(PROBLEM DETAILS):
You are to retype all of the data exactly as it appears.

(MATERIAL TO PROCESS):
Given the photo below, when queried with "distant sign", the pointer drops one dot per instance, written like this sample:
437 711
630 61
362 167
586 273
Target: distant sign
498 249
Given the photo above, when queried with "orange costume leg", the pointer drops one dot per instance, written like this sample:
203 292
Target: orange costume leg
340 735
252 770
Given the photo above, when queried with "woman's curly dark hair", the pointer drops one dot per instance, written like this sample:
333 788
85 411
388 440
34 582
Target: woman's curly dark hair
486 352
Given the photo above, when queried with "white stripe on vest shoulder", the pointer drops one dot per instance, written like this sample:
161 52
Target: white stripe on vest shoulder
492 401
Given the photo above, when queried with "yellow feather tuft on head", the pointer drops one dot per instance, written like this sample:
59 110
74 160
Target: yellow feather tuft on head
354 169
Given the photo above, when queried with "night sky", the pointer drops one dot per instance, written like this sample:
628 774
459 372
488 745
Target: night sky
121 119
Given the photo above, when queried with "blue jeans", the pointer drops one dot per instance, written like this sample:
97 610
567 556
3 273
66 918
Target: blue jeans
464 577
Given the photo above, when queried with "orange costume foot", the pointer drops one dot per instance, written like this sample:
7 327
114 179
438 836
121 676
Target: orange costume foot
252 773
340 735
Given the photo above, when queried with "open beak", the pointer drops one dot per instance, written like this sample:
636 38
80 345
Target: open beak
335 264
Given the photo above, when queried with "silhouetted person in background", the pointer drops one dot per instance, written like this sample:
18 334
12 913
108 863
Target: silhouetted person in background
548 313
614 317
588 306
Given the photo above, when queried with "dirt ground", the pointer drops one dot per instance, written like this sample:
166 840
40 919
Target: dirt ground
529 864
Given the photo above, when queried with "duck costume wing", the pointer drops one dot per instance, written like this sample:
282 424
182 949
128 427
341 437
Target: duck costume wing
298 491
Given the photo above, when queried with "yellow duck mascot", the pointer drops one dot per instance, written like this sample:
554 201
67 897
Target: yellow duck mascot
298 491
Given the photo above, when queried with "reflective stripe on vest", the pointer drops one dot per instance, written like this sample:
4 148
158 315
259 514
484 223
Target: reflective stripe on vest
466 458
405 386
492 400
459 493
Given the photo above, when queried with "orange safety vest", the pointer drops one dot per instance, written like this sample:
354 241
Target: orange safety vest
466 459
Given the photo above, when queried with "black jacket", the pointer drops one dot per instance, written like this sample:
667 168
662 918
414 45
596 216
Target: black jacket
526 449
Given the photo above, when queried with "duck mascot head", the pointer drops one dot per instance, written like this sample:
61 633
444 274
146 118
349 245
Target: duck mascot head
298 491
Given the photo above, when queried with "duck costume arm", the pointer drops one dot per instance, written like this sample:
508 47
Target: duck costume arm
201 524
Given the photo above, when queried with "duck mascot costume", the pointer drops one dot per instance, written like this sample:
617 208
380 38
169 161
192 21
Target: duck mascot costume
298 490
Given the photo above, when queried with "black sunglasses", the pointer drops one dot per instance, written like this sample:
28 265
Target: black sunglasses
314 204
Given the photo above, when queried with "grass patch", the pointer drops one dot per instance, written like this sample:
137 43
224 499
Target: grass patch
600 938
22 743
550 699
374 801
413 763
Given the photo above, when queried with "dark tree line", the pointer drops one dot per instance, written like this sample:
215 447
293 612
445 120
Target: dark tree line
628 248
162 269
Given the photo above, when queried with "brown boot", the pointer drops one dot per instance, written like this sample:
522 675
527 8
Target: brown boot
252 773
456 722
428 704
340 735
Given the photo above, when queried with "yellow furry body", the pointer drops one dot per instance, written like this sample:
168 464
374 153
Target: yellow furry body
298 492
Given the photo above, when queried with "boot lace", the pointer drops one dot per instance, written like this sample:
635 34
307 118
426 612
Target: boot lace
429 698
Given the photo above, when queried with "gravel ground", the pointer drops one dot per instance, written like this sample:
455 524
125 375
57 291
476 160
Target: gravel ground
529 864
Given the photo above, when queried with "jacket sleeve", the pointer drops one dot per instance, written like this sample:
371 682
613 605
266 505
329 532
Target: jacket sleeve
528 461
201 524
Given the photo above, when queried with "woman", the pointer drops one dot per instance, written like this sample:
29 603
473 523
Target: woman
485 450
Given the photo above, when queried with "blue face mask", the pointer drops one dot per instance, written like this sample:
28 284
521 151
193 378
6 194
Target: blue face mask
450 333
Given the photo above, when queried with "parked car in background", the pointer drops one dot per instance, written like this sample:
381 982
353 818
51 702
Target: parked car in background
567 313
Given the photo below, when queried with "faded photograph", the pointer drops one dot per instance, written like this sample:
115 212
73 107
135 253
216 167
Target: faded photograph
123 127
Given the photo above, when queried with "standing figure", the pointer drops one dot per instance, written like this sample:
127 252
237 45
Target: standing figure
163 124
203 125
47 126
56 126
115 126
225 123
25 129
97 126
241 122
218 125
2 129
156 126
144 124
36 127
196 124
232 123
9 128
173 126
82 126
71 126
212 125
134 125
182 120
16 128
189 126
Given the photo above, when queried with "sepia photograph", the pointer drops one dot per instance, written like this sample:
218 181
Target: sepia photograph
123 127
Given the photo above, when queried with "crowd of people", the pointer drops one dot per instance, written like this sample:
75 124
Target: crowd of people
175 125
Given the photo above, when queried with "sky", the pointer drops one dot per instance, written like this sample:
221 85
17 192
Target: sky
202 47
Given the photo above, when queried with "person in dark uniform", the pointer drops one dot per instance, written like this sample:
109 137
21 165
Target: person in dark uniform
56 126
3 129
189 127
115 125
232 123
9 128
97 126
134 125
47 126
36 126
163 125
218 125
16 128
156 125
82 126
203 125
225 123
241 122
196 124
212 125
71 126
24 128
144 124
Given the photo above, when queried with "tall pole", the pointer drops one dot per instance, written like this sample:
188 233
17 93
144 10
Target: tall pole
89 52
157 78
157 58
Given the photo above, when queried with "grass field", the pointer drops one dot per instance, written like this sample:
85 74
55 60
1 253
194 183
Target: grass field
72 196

(EXERCISE SOLUTION):
Given the photo below, when queried with "distant sign", the pointer drops one dot per instance, written like this sample:
437 711
630 61
362 167
586 273
Target: distant sign
498 249
Given the photo above, when queried with "orange costume leg", the pointer drops one dot per instance, written like this sample:
203 292
Target: orange costume leg
340 735
252 770
Given the photo above, when queried with "woman's curly dark hair", the pointer drops one dot per instance, written like this sample:
333 788
85 411
388 440
34 582
Target: woman's curly dark hair
486 352
Given the photo above, when queried with "white stripe on vest shoulder", the pointer drops one dot per instance, written like this sample:
161 52
Target: white stripe on vest shoulder
492 401
Given the photo above, when queried with "yellow feather tuft on head", the pointer drops one dot per instance, written like this sample:
59 110
74 160
Target: yellow feather tuft on head
354 169
Given the photo above, when queried with "night sky", the pointer drops one dot per instance, written like this sample:
628 774
459 372
488 745
Target: night sky
121 119
Given the photo above, when queried with "blue jeans", the pointer drops one dot per instance, written like this sample:
97 610
567 556
3 273
66 918
Target: blue jeans
464 577
Given the photo above, when queried with "orange costume foot", the pointer drops one dot per instance, written like this sample:
7 327
114 179
438 836
121 676
Target: orange costume foot
252 773
340 735
Given the photo above, when queried with "open beak", the pointer drops one dot per instance, written like this sample:
636 38
80 345
Target: open beak
335 264
Given the photo above, when queried with "silhouetted person in background", the pointer drops one dot per instance, written like this sample:
18 334
12 913
108 863
Target: silhouetted person in background
548 313
614 317
588 306
Given the photo above, when queried with "dirt ground", the pointer drops one dot per instance, written like this sample:
166 840
40 919
Target: dirt ground
529 864
Given the photo above, when queried with "duck costume wing", the pointer drops one dot per instance, written like this sample:
282 424
182 949
128 427
341 437
Target: duck costume wing
298 491
Given the photo above, when queried with "yellow duck mascot", the pointer drops one dot per instance, written like this sample:
554 201
67 897
Target: yellow duck mascot
298 491
Given the photo above, when queried with "reflective stripe on vest", the pointer drops one dot per instance, written like this sample:
4 148
158 315
259 514
484 223
Target: reflective stripe on vest
466 458
405 386
492 400
459 493
Given the photo above, when queried with "orange safety vest", the pointer drops one dot per instance, written like this sample:
354 241
Target: orange safety vest
466 459
Given the photo above, when queried with "black jacket", the pointer drops one dot per instance, written like this sample:
667 168
662 918
414 45
596 216
Target: black jacket
526 449
Given the photo above, when queried with "duck mascot head", the pointer drops one dot per instance, written like this sample:
61 633
444 274
146 118
349 245
Target: duck mascot head
298 491
Given the photo above, when queried with "duck costume arm", the pointer drops one dot per instance, written like this sample:
508 47
Target: duck costume arm
201 524
Given the photo above, when queried with "duck mascot costume", the pointer drops one dot per instance, written like this sample:
617 208
380 38
169 161
192 21
Target: duck mascot costume
298 490
Given the photo above, when queried with "black sunglasses", the pointer drops one dot per instance, written like this sample:
28 265
Target: black sunglasses
314 204
Given the photo above, when queried with "grass patch", the pointer drops one dot per instance, written like this sample:
137 43
224 499
Target: grass patch
600 938
22 743
550 699
374 801
413 763
Given the photo above, when queried with "dark tree line", the pointer drops one dot per instance, written like this sample:
215 447
293 612
445 120
Target: dark tree line
628 248
162 269
Given the photo above, when queried with "brown boot", the pointer drops one dot per instance, written like this sample:
522 675
527 8
Target: brown boot
252 773
456 722
428 704
340 735
Given the photo above, when queried with "yellow furry body", the pointer drops one dot per instance, written like this sample:
168 464
374 153
Target: yellow furry body
298 492
Given the photo above, when queried with "boot lace", the pointer drops one dot per instance, written like this sample:
635 34
307 118
426 612
Target: boot lace
429 698
Given the photo above, when queried with "gravel ground", the pointer drops one dot per instance, written like this sample:
455 524
125 375
57 291
476 160
Target: gravel ground
529 864
Given the photo above, when queried with "jacket sleeve", the pointer drops one dot per instance, written like this sample:
371 682
613 605
266 505
329 532
Target: jacket sleeve
528 461
201 524
Given the photo above, when queried with "woman", the pointer drops one dot per instance, written like this sample:
29 603
473 523
Target: woman
485 450
Given the photo above, when queried with "blue face mask", the pointer drops one dot per instance, written like this sample:
28 284
521 151
193 378
6 194
Target: blue face mask
450 333
Given the photo above, when queried with "parked car in background", the pointer drops one dot per instance, written like this sample:
381 982
353 818
51 702
Target: parked car in background
567 313
Given the photo below, when queried with "faded photograph", the pointer drops one dot per instance, written like this sample:
115 212
73 107
135 253
216 167
Target: faded photograph
123 127
Given the photo above, when queried with "standing figure", the pointer drops one dot per instance, written like this sample:
127 252
237 45
Target: standing figure
163 124
203 125
47 126
56 126
115 126
225 123
25 129
97 126
241 122
218 125
2 129
156 126
144 124
36 127
196 124
232 123
9 128
173 126
82 126
71 126
212 125
134 125
182 120
16 128
189 126
Given the photo above, when queried with "sepia photograph", the pointer drops one dot per instance, written like this sample:
218 181
Target: sepia photograph
123 127
Given the photo above, when queried with "crowd of people", the pointer drops one dot per instance, written like this sample:
75 124
Target: crowd of people
175 125
Given the photo above, when queried with "sky", the pointer drops one dot per instance, written like this sample:
221 85
17 192
Target: sky
202 47
Given the photo above, when queried with "person in dark uniform", the pointer drops one dot per instance, written like this sample:
109 137
21 165
Target: person in dark uniform
56 126
3 129
189 127
115 125
232 123
9 128
97 126
134 125
47 126
36 126
163 125
218 125
16 128
156 125
82 126
203 125
225 123
241 122
196 124
212 125
71 126
24 128
144 124
Given the photo above, when queried with "tall pole", the pointer drops one dot per instance, written like this sample:
188 233
17 93
144 10
Target: tall pole
89 52
157 78
157 58
Given the photo above, when queried with "grass field", the pointer drops one dot per instance, written like this sample:
85 74
55 60
1 253
194 183
Target: grass field
72 196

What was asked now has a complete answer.